Given passage
☆ ☆ ☆ ☆ ☆

Being AI Pacino – AI standing for artificially intelligent – I can get away by making ‘interesting commentary’ on matches in the ongoing World Cup; make people turn towards me just by asking, ‘But won’t the latest non-manufacturing PMI affect the next Fed rate hike?’; throw in some unconfirmable Patidar poll behaviour to explain Thursday’s Gujarat poll results; and recommend, without giving too much away (since I have little to give away in the first place), Kotaro Isaka’s novel, Bullet Train.
After all, what is intelligence but artificially imbibing, cherrypicking, collating and then laying things generally accepted as ‘intelligent’ liver pate thick for folks to wah, wah? To be deft at pretending intelligence is to come across successfully as being intelligent.
Mathematician and logician Alan Turing would have recognised this as mimicking intelligence. Or would he have? Turing devised an experiment – the Turing Test, originally called ‘the imitation game’ — which set a standard for machines to be called ‘intelligent’. By asking a set of questions like a visa officer questioning a Rohingya refugee pretending to be an investment banker, the Turing Test hopes to catch an artificially intelligent machine trying to slip through as human, no matter how low the latter’s IQ may be. Or, at least, that is its plan.

☆ ☆ ☆ ☆ ☆

Record excerpts
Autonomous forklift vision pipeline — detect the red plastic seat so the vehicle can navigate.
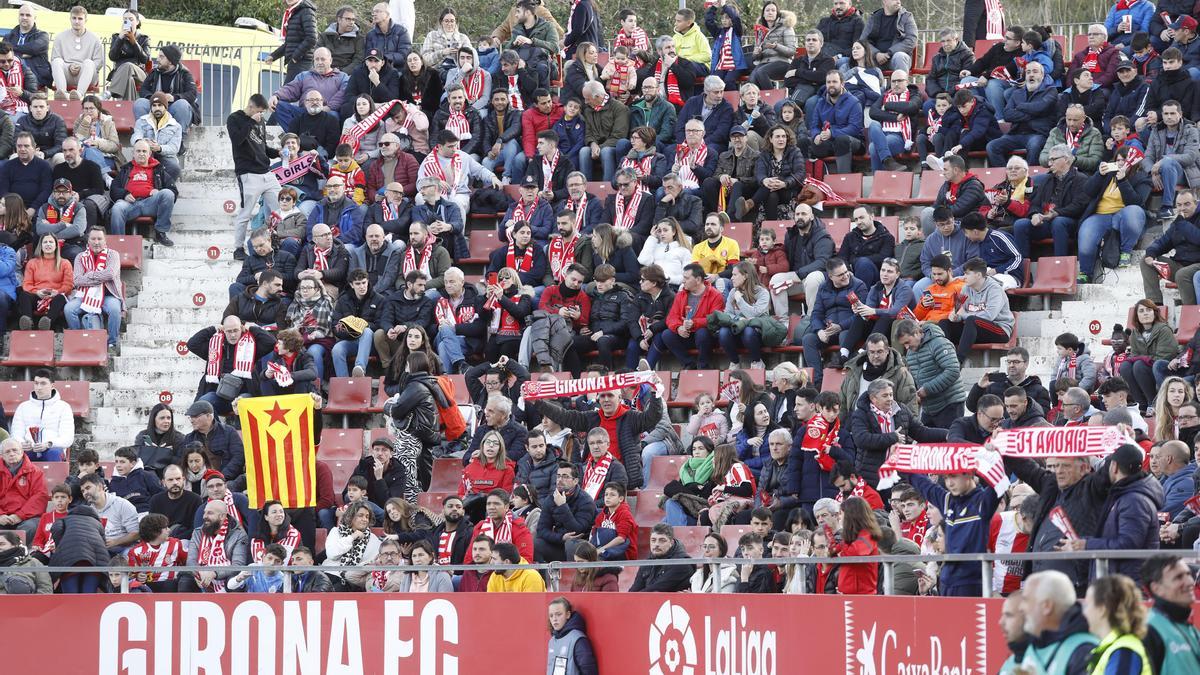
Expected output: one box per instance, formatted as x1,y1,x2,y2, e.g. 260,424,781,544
0,330,54,366
462,229,500,264
858,171,912,207
670,370,721,408
430,458,462,494
317,429,362,461
323,377,374,414
106,234,143,269
637,454,691,487
54,330,108,366
1009,256,1079,295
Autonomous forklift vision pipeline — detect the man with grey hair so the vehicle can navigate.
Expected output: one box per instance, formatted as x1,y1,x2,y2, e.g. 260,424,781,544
676,74,734,153
578,80,633,183
1021,571,1098,675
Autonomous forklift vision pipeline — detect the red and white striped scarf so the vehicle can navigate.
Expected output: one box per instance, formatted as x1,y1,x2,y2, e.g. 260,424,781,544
676,143,708,190
197,518,229,593
78,249,108,313
0,56,29,115
880,89,912,144
338,100,403,153
460,67,484,105
421,145,462,197
204,330,254,381
612,185,642,231
583,453,612,500
654,59,685,108
508,74,524,110
125,537,187,583
479,510,514,544
401,234,434,271
504,241,534,271
512,195,540,222
546,229,580,282
250,525,300,565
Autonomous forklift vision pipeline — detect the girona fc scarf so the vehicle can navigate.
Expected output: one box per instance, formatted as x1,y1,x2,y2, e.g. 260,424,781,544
654,59,685,108
583,453,612,500
546,234,580,282
204,330,254,381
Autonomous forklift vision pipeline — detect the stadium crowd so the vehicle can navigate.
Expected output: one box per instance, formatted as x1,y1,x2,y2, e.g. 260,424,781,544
0,0,1200,673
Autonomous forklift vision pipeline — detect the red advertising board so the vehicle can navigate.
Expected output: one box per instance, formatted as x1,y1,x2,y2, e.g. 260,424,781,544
0,593,1195,675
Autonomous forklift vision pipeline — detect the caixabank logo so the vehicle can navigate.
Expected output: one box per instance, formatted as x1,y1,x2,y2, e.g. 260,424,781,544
648,601,779,675
844,601,991,675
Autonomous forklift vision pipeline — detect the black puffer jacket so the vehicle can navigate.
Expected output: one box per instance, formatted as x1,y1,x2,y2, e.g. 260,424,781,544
271,0,317,65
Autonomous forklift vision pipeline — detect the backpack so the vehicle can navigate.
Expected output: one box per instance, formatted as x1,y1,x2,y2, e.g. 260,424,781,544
433,375,467,441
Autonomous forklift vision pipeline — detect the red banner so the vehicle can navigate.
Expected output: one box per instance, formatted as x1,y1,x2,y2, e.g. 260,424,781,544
0,593,1200,675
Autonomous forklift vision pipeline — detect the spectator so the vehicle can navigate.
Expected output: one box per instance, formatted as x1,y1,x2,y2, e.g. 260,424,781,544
1078,147,1152,283
1138,189,1200,305
806,68,864,173
1142,101,1200,220
1013,144,1087,259
859,0,917,72
64,227,124,354
109,138,178,246
47,5,104,101
6,2,54,84
0,437,49,542
988,61,1058,167
895,319,966,429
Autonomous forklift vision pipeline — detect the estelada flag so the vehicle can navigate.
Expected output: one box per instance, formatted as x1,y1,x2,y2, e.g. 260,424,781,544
238,394,317,508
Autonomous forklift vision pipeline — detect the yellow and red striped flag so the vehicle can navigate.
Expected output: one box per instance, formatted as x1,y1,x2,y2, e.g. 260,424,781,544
238,394,317,508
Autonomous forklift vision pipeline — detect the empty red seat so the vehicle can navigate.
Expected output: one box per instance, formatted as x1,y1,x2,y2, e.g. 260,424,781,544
323,377,374,414
430,458,462,494
317,429,362,461
54,330,108,366
106,234,143,269
0,330,54,366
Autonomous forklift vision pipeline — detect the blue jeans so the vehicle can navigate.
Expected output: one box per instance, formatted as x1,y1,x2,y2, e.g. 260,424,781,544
434,325,467,372
1158,157,1183,208
133,98,192,128
662,500,696,527
62,295,121,346
1013,216,1075,259
1079,207,1146,279
716,327,762,368
580,138,632,183
988,133,1046,167
108,190,175,234
866,121,904,171
332,328,374,377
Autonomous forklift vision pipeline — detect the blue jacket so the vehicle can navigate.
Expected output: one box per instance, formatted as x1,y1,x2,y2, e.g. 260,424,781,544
305,197,366,246
979,228,1025,277
704,5,748,72
553,115,584,161
866,279,917,318
1004,78,1058,136
809,276,866,333
676,92,734,147
900,473,1000,593
809,88,863,138
1163,461,1196,520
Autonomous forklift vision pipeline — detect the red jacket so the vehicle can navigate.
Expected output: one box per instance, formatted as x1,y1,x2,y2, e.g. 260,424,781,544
667,282,725,333
592,502,637,560
521,103,563,157
832,530,880,596
0,458,48,516
458,456,517,497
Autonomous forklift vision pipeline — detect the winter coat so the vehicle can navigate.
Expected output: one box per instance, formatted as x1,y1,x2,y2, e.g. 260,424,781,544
1080,464,1163,579
271,0,319,66
905,324,966,413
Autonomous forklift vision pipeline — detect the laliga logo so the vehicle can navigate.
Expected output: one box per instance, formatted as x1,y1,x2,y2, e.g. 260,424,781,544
650,601,696,675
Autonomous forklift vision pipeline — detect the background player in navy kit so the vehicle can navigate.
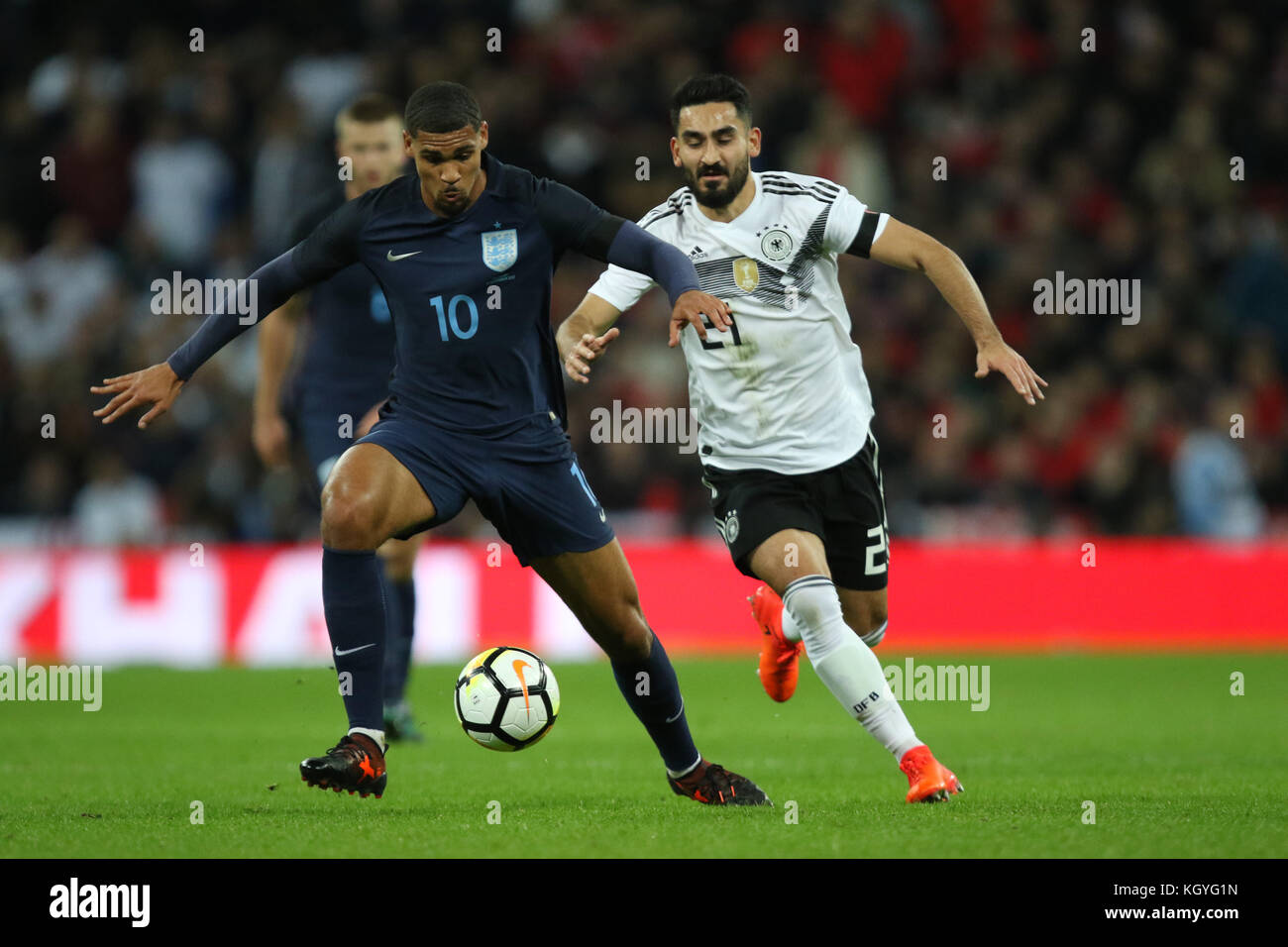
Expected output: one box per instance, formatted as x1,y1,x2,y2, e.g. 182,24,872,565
91,82,768,805
252,93,421,741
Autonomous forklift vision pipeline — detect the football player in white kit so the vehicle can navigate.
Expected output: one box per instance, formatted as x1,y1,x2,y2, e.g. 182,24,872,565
557,74,1046,802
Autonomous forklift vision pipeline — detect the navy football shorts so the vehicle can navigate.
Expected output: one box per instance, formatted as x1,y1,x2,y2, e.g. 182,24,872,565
358,406,613,566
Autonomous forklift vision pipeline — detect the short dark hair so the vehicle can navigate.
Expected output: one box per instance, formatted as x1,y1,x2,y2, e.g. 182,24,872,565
671,72,751,132
403,81,483,138
335,91,402,136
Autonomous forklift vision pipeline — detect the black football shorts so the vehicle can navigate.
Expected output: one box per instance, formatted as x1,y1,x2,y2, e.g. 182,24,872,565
702,432,890,590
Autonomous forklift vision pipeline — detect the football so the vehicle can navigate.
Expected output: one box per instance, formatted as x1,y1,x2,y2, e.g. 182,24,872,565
452,647,559,751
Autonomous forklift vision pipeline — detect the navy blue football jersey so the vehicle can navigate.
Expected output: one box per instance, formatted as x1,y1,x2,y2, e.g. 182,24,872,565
292,151,621,437
290,187,395,415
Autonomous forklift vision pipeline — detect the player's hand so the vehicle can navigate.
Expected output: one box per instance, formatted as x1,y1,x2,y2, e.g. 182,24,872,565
666,290,733,348
250,411,291,468
564,326,622,385
975,339,1050,404
89,362,183,428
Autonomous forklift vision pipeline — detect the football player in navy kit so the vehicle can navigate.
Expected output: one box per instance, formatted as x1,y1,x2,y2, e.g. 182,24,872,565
91,82,769,805
252,93,421,742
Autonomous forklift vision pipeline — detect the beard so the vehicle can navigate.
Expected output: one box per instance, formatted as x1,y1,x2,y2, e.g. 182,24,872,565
684,156,751,207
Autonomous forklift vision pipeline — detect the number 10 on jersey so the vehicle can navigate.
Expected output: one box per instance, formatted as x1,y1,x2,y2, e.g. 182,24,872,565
429,295,480,342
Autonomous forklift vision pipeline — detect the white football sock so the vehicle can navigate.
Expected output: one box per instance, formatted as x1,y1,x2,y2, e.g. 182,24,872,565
783,576,921,759
349,727,389,753
783,605,802,642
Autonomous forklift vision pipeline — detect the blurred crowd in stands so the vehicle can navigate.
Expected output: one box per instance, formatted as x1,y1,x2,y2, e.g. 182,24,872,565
0,0,1288,544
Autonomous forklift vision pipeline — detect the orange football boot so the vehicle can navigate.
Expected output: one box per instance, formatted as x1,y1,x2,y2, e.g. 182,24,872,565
899,743,966,802
747,585,805,703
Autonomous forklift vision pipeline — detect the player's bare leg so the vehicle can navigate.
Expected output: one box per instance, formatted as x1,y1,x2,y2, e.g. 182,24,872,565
750,530,961,802
836,585,889,648
300,443,434,798
532,539,769,805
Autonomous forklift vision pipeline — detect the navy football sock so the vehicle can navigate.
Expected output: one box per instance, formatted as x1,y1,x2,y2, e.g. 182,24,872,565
613,634,702,773
322,546,385,730
381,570,416,707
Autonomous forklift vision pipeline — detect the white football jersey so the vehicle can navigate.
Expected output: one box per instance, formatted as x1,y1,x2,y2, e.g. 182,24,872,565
590,171,889,474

☆ ☆ ☆ ☆ ☆

Tasks for this exercise
1) In the AI Pacino piece, what was the Turing Test originally called?
2) Write out everything in the AI Pacino piece from "Mathematician and logician" down to "is its plan.".
3) Pick up the AI Pacino piece after its last sentence and keep writing.

Task answers
1) The imitation game.

2)
Mathematician and logician Alan Turing would have recognised this as mimicking intelligence. Or would he have? Turing devised an experiment – the Turing Test, originally called ‘the imitation game’ — which set a standard for machines to be called ‘intelligent’. By asking a set of questions like a visa officer questioning a Rohingya refugee pretending to be an investment banker, the Turing Test hopes to catch an artificially intelligent machine trying to slip through as human, no matter how low the latter’s IQ may be. Or, at least, that is its plan.

3)
Yes, some might call this racist against robots. But advancements in pretending have grown leaps and bounds. Everyone’s agog with news about the new Al in town – OpenAI’s ChatGPT (generative pre-trained transformer). When given (almost) any cognitive task, it can do it in seconds with aplomb. From solving your JEE maths problems on command, to writing an epic poem in the style of Chetan Bhagat on the subject of a Hindu invasion of Kentucky, to drawing up export projections of Jharkhand coal to Newcastle, ChatGPT can wow people who stopped getting wowed by GPS locating a while ago.
But before you can heehaw, ‘C’mon AI Pacino, you’re just jealous of this new highly capable linguistic brain,’ let me just say why ChatGPT will be a novelty item for 99.9% to generate jokes, memes, wedding invitations, (inadequate) course work, poetry (for people who can’t tell the difference between a Rimbaud and a cousin’s poem on a rainbow)…. In other words, a performing monkey for spectating primates.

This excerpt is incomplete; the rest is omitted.